(Dataset entries)
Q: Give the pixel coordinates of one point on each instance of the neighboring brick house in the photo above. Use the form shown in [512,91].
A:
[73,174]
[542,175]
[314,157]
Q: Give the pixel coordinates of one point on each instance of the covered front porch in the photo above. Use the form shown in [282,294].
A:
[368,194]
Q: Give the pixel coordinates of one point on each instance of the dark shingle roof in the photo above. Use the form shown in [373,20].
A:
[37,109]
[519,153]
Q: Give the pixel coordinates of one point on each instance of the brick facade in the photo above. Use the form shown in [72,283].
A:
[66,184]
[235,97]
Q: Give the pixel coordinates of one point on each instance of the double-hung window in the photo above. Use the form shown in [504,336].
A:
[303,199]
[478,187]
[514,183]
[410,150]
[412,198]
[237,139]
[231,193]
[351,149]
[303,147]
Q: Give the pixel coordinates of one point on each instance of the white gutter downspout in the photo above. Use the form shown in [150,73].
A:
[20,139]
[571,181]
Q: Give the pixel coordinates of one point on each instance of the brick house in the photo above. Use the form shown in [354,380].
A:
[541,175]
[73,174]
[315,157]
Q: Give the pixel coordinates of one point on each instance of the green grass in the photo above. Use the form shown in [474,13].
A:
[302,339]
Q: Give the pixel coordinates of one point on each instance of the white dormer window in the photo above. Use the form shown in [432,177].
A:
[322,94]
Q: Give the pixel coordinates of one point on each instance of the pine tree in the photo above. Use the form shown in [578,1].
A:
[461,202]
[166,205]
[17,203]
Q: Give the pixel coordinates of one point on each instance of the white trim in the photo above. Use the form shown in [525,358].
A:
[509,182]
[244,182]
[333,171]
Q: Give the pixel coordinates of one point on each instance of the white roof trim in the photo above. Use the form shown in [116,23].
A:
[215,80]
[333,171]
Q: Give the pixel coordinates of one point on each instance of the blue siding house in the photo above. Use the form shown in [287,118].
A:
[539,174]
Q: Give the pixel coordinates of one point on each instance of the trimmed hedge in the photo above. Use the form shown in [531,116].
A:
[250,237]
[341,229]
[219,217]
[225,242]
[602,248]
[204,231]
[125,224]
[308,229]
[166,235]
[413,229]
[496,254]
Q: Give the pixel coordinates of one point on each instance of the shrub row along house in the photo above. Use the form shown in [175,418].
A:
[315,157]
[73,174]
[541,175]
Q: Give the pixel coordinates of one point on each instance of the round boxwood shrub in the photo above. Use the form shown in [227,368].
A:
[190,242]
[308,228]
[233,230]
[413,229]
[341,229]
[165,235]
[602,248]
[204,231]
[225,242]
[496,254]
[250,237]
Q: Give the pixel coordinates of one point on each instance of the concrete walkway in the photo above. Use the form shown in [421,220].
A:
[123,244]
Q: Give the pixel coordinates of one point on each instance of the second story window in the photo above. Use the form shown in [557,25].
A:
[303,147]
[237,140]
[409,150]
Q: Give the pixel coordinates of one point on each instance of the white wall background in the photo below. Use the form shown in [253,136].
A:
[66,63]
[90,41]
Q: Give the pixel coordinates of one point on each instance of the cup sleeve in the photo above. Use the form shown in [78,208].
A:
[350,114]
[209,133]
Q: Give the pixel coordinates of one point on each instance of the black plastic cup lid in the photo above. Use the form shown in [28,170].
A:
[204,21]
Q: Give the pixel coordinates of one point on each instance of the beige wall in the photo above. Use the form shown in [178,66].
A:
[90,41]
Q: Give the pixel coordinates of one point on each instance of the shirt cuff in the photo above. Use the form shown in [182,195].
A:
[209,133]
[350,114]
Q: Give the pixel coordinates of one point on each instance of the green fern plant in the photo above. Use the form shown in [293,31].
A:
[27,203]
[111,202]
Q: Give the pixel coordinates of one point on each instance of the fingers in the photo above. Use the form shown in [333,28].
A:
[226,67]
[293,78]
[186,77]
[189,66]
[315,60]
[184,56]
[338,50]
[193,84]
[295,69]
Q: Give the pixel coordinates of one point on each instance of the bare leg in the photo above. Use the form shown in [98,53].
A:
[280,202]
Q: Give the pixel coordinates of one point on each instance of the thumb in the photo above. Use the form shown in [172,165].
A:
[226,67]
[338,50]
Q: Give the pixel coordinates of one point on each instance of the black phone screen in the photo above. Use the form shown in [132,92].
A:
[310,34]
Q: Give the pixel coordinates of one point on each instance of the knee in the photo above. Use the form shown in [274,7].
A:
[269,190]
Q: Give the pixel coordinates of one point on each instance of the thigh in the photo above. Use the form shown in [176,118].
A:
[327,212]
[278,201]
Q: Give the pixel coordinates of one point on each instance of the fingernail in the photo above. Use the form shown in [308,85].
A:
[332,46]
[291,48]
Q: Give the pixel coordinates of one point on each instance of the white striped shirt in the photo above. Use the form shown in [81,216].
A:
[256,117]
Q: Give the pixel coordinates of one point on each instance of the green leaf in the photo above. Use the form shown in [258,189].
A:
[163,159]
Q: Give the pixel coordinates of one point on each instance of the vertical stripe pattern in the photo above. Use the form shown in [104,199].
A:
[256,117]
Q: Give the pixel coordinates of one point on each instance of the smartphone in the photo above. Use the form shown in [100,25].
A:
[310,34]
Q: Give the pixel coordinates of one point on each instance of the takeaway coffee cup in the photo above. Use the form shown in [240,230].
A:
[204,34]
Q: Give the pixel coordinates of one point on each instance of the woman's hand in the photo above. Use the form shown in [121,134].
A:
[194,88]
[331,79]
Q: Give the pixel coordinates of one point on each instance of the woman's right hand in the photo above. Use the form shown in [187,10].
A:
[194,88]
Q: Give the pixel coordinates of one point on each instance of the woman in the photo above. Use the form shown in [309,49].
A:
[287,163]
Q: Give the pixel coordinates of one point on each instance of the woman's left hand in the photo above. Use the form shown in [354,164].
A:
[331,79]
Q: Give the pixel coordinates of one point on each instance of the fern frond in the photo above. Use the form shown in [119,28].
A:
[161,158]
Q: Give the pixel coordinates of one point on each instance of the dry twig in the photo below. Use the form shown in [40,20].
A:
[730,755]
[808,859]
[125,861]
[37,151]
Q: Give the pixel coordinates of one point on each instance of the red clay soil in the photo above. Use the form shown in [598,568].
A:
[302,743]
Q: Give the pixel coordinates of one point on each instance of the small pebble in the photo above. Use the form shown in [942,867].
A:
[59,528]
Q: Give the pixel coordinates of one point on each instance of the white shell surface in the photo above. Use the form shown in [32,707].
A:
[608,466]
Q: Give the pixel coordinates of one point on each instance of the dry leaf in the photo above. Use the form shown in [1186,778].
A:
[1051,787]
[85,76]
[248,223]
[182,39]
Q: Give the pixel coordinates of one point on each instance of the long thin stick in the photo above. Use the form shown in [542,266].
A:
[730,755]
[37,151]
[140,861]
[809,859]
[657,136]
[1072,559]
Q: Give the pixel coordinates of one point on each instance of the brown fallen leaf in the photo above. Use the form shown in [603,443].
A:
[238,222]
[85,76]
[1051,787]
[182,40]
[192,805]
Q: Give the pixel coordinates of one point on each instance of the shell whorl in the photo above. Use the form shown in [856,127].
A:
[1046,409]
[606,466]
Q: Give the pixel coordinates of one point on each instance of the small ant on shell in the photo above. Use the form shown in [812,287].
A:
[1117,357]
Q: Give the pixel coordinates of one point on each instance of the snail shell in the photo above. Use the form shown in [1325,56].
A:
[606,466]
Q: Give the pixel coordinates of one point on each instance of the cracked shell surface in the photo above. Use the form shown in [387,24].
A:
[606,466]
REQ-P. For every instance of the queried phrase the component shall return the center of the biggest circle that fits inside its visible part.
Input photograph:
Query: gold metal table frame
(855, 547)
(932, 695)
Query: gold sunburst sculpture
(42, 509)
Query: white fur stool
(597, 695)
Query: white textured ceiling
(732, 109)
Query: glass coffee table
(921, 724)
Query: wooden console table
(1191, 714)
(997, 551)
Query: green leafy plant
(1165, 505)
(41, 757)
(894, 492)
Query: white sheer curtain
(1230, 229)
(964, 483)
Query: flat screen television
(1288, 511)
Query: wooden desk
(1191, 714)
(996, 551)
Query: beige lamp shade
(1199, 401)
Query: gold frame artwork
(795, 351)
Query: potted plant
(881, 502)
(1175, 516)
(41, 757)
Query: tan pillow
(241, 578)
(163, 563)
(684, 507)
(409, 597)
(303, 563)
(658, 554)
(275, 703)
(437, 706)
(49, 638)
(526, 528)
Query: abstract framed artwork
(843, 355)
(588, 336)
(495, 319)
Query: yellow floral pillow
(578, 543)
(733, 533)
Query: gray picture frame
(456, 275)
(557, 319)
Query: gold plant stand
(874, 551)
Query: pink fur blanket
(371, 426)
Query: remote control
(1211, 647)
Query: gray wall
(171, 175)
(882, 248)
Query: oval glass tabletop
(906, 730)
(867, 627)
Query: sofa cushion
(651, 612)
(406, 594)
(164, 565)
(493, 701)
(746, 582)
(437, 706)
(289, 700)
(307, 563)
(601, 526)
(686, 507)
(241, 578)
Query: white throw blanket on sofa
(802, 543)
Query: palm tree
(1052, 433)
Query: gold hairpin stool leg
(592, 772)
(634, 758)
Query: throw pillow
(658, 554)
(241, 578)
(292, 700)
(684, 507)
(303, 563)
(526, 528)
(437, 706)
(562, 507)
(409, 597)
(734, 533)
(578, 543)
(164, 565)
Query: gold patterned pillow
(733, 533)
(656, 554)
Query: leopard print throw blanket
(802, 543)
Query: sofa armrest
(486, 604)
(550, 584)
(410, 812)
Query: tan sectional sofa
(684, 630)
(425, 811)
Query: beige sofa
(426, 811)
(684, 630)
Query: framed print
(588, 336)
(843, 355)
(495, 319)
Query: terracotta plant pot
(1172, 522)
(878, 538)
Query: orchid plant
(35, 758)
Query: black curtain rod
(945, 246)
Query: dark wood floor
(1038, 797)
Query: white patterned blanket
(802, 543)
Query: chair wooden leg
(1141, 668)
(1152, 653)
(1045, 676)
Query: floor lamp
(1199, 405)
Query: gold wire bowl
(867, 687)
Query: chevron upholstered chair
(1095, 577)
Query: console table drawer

# HOW TO COMPLETE THIS TASK
State the number of lines in these entries where the word "fern" occurs, without any other words.

# WRITTEN ANSWER
2